(Data)
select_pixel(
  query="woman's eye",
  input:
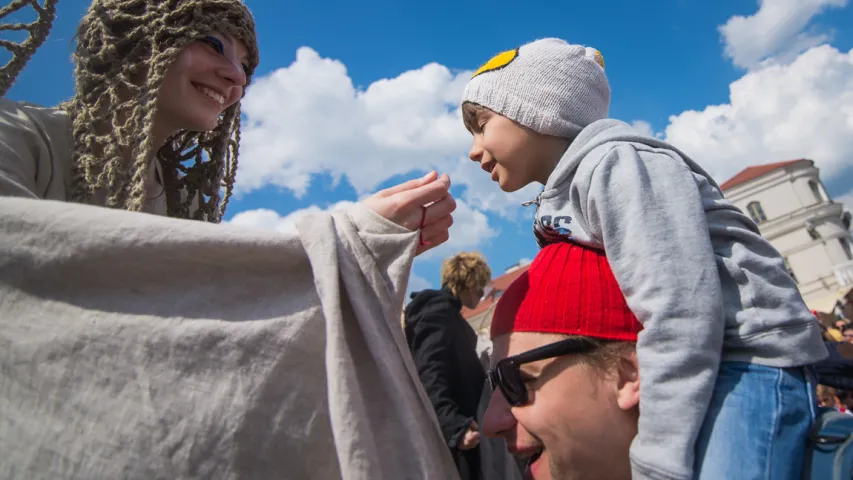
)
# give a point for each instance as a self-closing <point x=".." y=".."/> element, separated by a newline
(End Data)
Please set down the whole listing exactly, apart from the pictures.

▶ Finished exercise
select_pixel(
  query="woman's eye",
  input:
)
# give a point for each instance as a self-closing <point x=".." y=".."/> element, separated by a newline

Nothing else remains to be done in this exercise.